* [What to work on]
a. Write out the part of the January 2007 workshop update between "Since returning home" and "Newark next weekend.", inclusive.
b. For each statement, say whether it agrees with the January 2007 workshop update, giving yes or no and quoting the deciding words of the update: (i) The new musical theater work about Fela Kuti already has a title. (ii) Wen Chung Lin and Shaneeka Harrell are joining the company. (iii) The Fela Kuti workshop ran for seven rehearsals.
c. Write the next part of the January 2007 workshop update, starting after its final sentence.

Since returning home from holidays in snowy New Mexico, I commenced the first workshop on a new yet unnamed musical theater work about the life of legendary inventor of Afro-beat Fela Anikulapu Kuti. This was followed by a workshop for dancers lead by Janet, myself and the company called Beautiful Movement/Ugly World. A few days later, we did two intense days of auditioning as dancers Wen Chung Lin and Shaneeka Harrell will be leaving us. I would like this to be simply a re-imagining of our relationship with these two wonderful artists, not a goodbye! And, of course, the ever dutiful Janet Wong has been putting us through our paces in company rehearsals for the Champaign-Urbana performance of Blind Date and Another Evening: I Bow Down at New Jersey’s Performing Arts Center (NJPAC) in Newark next weekend.
As you can see, January 2007 has had its richness!
Going into the Fela Kuti workshop, I had serious doubts as to how stage-appropriate were the life and work of this “sacred monster” who took the very common ambition and drive of a talented musician and, through a preternatural display of intelligence and will, made a revolution in popular music the spring board for a political movement that challenged one of the most corrupt regimes on the planet: the government of Nigeria. We discovered in this ambitious seven-rehearsal period that Fela’s ecstatic dance music with its political themes could frame introspection and even the psychology of its creator. Fela Kuti’s psychology was a constant battle between that of mystical transcendentalist and provocateur, mad as hell about what’s wrong in this world and willing to go to any end to confront it. I am really grateful to dramaturg Jim Lewis, my assistant director Niegel Smith, A.J. a veteran of the Afro-Beat ensemble Antibalas, and Bill T. Jones/Arnie Zane’s very own Maija Garcia who brilliantly inhabited her role as African dance consultant. Stay tuned to more as this process continues over the next year.

[Object point labels]
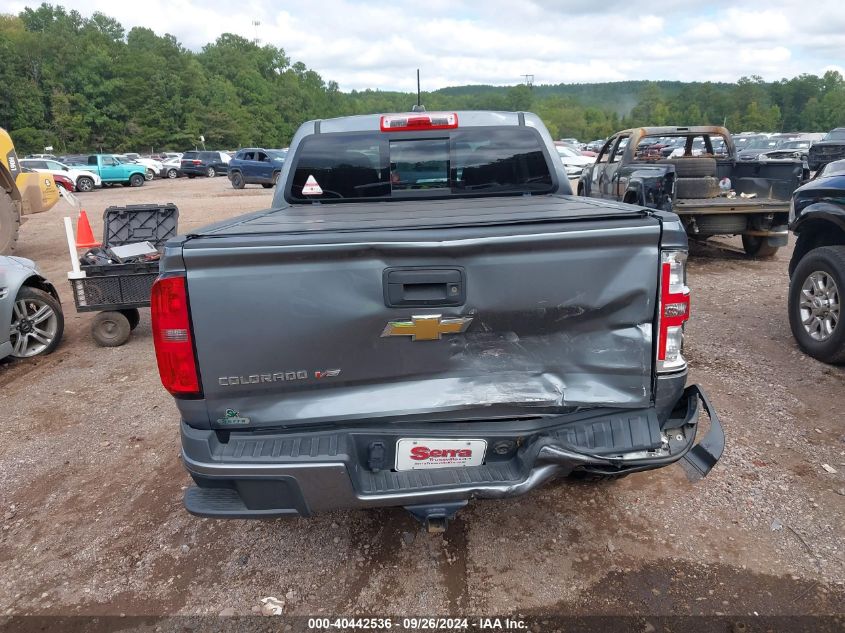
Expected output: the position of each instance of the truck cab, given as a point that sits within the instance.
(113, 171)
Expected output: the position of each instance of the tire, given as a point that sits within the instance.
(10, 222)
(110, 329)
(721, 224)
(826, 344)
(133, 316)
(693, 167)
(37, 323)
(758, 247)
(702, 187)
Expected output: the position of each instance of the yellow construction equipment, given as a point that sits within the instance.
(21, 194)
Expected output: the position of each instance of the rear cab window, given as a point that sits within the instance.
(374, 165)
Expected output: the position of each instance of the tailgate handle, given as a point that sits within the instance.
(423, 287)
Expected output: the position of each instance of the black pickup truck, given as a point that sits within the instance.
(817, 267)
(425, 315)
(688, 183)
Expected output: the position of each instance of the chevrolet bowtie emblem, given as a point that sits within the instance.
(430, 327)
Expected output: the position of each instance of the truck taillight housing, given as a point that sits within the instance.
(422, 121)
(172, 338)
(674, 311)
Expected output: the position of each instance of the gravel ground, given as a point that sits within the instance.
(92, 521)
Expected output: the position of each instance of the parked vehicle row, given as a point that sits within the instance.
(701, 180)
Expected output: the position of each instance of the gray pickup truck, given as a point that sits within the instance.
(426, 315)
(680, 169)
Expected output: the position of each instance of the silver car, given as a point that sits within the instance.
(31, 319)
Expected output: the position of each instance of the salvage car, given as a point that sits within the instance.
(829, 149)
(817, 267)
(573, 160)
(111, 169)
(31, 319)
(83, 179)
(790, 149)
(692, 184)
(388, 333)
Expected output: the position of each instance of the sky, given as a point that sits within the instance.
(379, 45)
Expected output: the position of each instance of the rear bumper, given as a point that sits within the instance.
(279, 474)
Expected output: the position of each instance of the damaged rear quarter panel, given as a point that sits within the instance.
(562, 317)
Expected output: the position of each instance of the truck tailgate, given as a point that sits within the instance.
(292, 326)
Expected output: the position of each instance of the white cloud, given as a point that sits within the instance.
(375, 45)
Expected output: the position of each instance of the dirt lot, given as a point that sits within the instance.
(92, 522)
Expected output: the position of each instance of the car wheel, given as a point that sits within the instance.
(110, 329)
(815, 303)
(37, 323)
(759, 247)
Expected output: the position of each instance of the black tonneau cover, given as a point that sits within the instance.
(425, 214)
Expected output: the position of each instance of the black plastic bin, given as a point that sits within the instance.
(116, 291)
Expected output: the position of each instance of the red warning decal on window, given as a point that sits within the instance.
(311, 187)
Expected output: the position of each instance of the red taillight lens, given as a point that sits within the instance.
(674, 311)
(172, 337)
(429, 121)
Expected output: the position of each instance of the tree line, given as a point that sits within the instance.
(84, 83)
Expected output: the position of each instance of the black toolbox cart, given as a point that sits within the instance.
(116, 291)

* [Expected outputs]
a.
Since returning home from holidays in snowy New Mexico, I commenced the first workshop on a new yet unnamed musical theater work about the life of legendary inventor of Afro-beat Fela Anikulapu Kuti. This was followed by a workshop for dancers lead by Janet, myself and the company called Beautiful Movement/Ugly World. A few days later, we did two intense days of auditioning as dancers Wen Chung Lin and Shaneeka Harrell will be leaving us. I would like this to be simply a re-imagining of our relationship with these two wonderful artists, not a goodbye! And, of course, the ever dutiful Janet Wong has been putting us through our paces in company rehearsals for the Champaign-Urbana performance of Blind Date and Another Evening: I Bow Down at New Jersey’s Performing Arts Center (NJPAC) in Newark next weekend.

b.
(i) No: "a new yet unnamed musical theater work"
(ii) No: "dancers Wen Chung Lin and Shaneeka Harrell will be leaving us"
(iii) Yes: "this ambitious seven-rehearsal period"

c.
Beautiful Movement/Ugly World showed the company as a generous and ever maturing group of artists and teachers interacting with a diverse group of performers at various stages of development. One of my favorite images of this workshop was in the early stages of its daily class watching as Janet Wong lead the literally wall to wall participants through a stretching, rolling, breathing exercise as Leah Cox or Stuart Singer, Asli Bulbul or Erick Montes and others moved discreetly about the room, offering small corrections, adjustments and encouragements to the participants. This image holds in it the fulfillment of the promise that our company develops artists, thinkers and teachers.
Winter Workshop Participants with Bill T. Jones/Arnie Zane Dance Company
On a related note, as I confessed regularly to the participants in the workshop, for whatever reason I found it much easier to move the group to fulsome, thoughtful and dynamic movement - Beautiful Movement - as opposed to whatever I intended months ago when I offered the notion of Ugly World! Was I being too facile when I said with some resignation that the “ugly world” part is always within and without us and that there is no rigid barrier between the sacred work we do called dance and this medium called the outside world? Nonetheless, the atmosphere of seriousness and community was encouraging and prepares us for an upcoming three week long residency at Skidmore College in Saratoga Springs, NY (June 3 to 23).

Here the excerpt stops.